### Required work
Output the data word for word, dropping every image.

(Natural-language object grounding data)
--

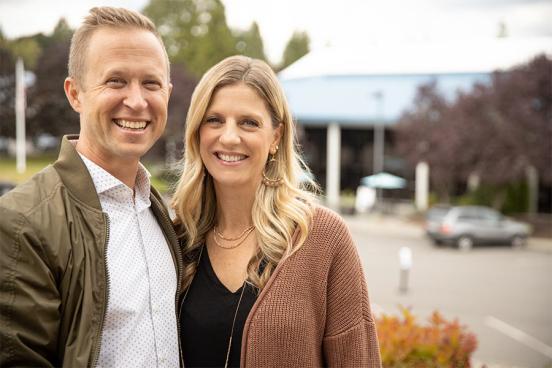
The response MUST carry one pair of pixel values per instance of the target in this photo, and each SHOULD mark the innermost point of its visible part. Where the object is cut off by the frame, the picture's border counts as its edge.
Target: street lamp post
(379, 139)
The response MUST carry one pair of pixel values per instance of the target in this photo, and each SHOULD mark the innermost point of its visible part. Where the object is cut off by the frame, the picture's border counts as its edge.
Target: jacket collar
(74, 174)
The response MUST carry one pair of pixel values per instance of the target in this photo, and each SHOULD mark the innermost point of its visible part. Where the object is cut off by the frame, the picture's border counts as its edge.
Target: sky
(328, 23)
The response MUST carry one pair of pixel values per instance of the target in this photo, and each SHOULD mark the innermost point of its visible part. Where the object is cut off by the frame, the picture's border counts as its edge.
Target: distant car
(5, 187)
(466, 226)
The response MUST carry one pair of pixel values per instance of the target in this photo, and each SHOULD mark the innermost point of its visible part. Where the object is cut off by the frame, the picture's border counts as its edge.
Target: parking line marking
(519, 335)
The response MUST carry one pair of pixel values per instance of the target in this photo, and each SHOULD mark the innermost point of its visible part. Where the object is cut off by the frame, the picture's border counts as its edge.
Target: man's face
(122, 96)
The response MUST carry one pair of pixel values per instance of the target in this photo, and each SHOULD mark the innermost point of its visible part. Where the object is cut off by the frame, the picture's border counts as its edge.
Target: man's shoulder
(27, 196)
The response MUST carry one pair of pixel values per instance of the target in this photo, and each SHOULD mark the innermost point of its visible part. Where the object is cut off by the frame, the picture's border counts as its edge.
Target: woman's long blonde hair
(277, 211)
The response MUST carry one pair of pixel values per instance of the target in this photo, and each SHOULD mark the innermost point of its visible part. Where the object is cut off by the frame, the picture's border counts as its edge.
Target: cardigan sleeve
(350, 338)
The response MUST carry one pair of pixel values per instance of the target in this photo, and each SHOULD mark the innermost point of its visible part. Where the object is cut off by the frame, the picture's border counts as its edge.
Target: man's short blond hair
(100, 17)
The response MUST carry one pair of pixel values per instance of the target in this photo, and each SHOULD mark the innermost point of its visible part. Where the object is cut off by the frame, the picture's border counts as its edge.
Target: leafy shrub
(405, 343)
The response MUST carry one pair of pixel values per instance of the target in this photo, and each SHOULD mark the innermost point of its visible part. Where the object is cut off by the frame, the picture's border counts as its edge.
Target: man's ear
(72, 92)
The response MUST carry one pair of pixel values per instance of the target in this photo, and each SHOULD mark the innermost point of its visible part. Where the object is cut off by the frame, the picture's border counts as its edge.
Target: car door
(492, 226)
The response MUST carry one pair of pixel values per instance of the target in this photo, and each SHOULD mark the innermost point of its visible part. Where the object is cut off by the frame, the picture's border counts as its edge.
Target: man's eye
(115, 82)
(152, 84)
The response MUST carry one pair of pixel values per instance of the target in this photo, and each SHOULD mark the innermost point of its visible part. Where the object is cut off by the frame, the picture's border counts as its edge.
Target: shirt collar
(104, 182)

--

### Result of the task
The response MUST carry one pair of pixel values per instance of the target in this photo, and each SHOULD mark the innermost point of its visible part. Where the object is cut off by the frame, the picture's border counts as its edge.
Target: street lamp post
(379, 139)
The response MUST carry one pair of pixel values per instance of the target in this photo, and each SHOULD mark the innermost point of its visible part. Where the object is cut off by the frame, the picture's border counts as its edge.
Target: jacket collar
(74, 174)
The response MUST carry one pair of pixel values per instance of the target in this photo, and each SHOULD mark the innermost point of its visible part. Where the object is cut off by the frame, the picture's border counts as its edge.
Target: sky
(328, 23)
The response MUST carry one pair of pixel values per instance of the target in this photo, and each SHOULD mark the innermost point of its visible part. Where the object is cut off by the frame, the picture's border counts as its edge.
Target: distant car
(5, 187)
(466, 226)
The response MUST carry one pair of pixel values per instance of the target in this photo, and each SHOULD mark the innermost point of its visible part. Where the object is cut off by the frame, the picture's border counts as its edge.
Target: parking line marking
(519, 335)
The response MUST carry one pair of pixel values per instance of the target in this photo, and each SHOULD mark the innermost point of its visible part. Where the object is cut off by the frame, the picture's border counts as its edge.
Target: man's face
(122, 96)
The response MUST carry one pair of pixel values per instance of the target in this photo, and each SHOULD mark the innermost point of its visible part. Where the object is cut off by the frame, the picture's border counts as its edge.
Target: man's shoulder
(27, 196)
The response MUST carry one pair of pixel values per instance of the target in this photo, and each SHOULD mark the innermost point of its visible part. Where the object is cut off by the frame, the picture's border counts as its edge.
Target: woman's long blonde hair
(277, 211)
The response MUST carry one pair of pixel values per instance of the target in this photo, and each SHOULD mark the innermost point of its visible part. Where the object is cut off by the frame, the picture's border counts as its edge.
Target: cardigan sleeve
(350, 338)
The response MUST carry one pair of pixel values per instance of the target in this photo, and each SHOULD mark the innermost point of its visible part. Where the object is cut off by the frame, the picture's border counts as its edge.
Target: man's short blond hair
(100, 17)
The response MUST carry one pair of pixel values per instance of the target in this photo, and each SHOULD mark the innermost point of its visible part. Where the object is cut off by the frame, the picture's border counts as its edge.
Target: leafy shrub
(405, 343)
The response MUST carry one pair of pixel values per instance of the target in this photo, and each SHOULD mark the innermost point of its visible part. Where the object is cut off by the frame, the picture's border counts as its edge.
Target: man's ear
(72, 92)
The response MUST carry one pair of pixel values per instance of the target in this photo, and each SHOULD mark the innermost point of its visible part. Where the object is cut off by the frame, the picture's border counts as its edge.
Target: car door
(492, 226)
The response MUST carry one pair of pixel values per instance of the target in this photo, and each SHOULD mark the innermost point of its visible part. Where the object is cut off by the frame, the picture's border counts as its edge.
Target: man's eye
(115, 82)
(152, 84)
The response MUST carry one pair of pixel values per instance of the target in this photo, and each SHOULD mark the innermost point of its visible part. Where the object is cut off by the frame, the picture's border counts as its edge.
Target: shirt collar
(104, 182)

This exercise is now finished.